### Quoted passage
Tesla (TSLA) -) shares slumped lower in early Thursday trading after the carmaker posted disappointing third quarters earnings and cautioned that its Cybertruck will likely weigh on cash flows over the coming year as it accelerates production of the long-awaited flagship.
In an unusually cautious updated with analysts and investors last night, CEO Elon Musk noted that "stormy' economic conditions, rising interest rates and uncertain demand have clouded the group's near-term outlook, but held to his target of delivering 1.8 million vehicles this year.
Musk wouldn't put a hard figure on Cybertruck deliveries, however, suggesting "we'll end up with roughly 0.25 million Cybertrucks a year" but warning that "the ramp is going to be extremely difficult."
"This is simply normal for – when you've got a product with a lot of new technology or any new – brand-new vehicle program, but especially one that is as different and advanced as the Cybertruck, you will have problems proportionate to how many new things you're trying to solve at scale," Musk told investors late Wednesday.
"So, I just want to emphasize that one. I think this is potentially our best product ever," he added. "And I think it is our best product ever. It is going to require immense work to reach volume production and be cash flow positive at a price that people can afford."
Musk also appeared to back away from the company's stated goal of growing overall deliveries by 50% each year, saying only that "it's not possible to have a compound growth rate of 50% forever or you will exceed the mass of the known universe. But I think we will grow very rapidly, much faster than any other car company on Earth, by far."
The comments added further clouds to a weaker-than-expected third quarter earnings report, which saw adjusted profits fall 37.1% from last year to 66 cents per share, well shy of the Street consensus forecast, even as group revenues rose 9.1% to $23.4 billion.
Adjusted automotive margins were 16.1%, Tesla said, well south of the 18.7% figure recorded over the first quarter and last year's second quarter tally of 23.2% following a series of price cuts in its biggest global markets.

### Source material
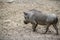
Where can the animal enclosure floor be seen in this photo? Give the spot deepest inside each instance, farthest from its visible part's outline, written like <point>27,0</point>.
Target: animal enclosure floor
<point>13,28</point>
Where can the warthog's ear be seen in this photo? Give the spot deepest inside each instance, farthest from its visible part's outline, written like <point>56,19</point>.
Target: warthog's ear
<point>25,13</point>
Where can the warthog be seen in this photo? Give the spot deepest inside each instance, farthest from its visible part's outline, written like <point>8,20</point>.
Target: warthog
<point>36,17</point>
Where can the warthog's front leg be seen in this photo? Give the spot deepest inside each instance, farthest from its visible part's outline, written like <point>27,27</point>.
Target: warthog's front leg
<point>46,29</point>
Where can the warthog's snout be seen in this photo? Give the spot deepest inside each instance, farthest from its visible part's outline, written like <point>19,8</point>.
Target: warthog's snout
<point>25,22</point>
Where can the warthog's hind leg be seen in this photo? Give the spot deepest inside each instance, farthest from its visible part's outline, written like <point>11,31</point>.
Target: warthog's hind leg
<point>55,26</point>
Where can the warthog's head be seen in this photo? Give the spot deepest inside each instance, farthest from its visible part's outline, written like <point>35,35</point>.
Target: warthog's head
<point>26,16</point>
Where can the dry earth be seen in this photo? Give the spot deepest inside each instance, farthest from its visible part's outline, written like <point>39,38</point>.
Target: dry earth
<point>11,20</point>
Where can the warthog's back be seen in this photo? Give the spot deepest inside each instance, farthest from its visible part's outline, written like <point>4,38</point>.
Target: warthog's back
<point>42,18</point>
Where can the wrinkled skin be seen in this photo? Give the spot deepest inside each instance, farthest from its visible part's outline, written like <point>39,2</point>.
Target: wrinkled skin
<point>37,17</point>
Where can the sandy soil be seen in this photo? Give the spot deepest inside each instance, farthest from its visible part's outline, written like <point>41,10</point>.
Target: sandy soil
<point>11,20</point>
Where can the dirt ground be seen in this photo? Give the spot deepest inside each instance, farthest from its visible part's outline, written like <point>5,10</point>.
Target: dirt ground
<point>11,20</point>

### Activity 1
According to the Tesla earnings article, how many vehicles did Musk still aim to deliver this year?
### Activity 2
Summarize the Tesla earnings article in two sentences.
### Activity 3
Extend the Tesla earnings article past its final sentence.

### Output 1
1.8 million vehicles.

### Output 2
Tesla shares fell in early Thursday trading after the carmaker reported weaker-than-expected third-quarter earnings and warned that ramping up Cybertruck production will likely weigh on cash flows over the coming year. Adjusted profit dropped 37.1% to 66 cents per share even as revenue rose 9.1% to $23.4 billion, and Musk held to his target of 1.8 million deliveries this year while appearing to back away from the goal of 50% annual delivery growth.

### Output 3
Gross margins were 17.9%, down from 25.1% over the same period last year and the 18.2% figure recorded over the second quarter. Wall Street forecasts hovered between 17.8% and 18.2%.
"Tesla's auto business is a legacy business now. It's penetrated and so affected by overall market forces like interest rates and industry demand as Tesla hinted to in their release and on the call," said Elazar Advisors analyst Chaim Siegel, who carries a 'neutral' rating on Tesla stock.
"That suggests to me that there’s more price cuts to come and further margin risk," he added.
Tesla has been aggressively cutting the price of its flagship Model 3 sedan and Model Y midsize SUV in key markets worldwide including the U.S. and China as part of that aim, in its effort to entice new buyers and fend off increasing competition in the EV space.
Tesla's third quarter deliveries, while the highest on record, missed Wall Street forecasts when they were published in early October, suggesting at least some demand headwinds linked to China's post-Covid sluggishness and looming recession risks in Europe.
The slowing sales will test Tesla's 2023 strategy, outlined earlier this year by Musk, of focusing on market-share growth at the expense of profit.
Tesla will need to deliver around 477,000 new vehicles over the final three months of the year to meet its stated goal of 1.8 million, but CFRA analyst Garrett Nelson suggests the Cybertruck's installed production capacity should "reassure investors concerned about the ramp-up of the highly-anticipated new model."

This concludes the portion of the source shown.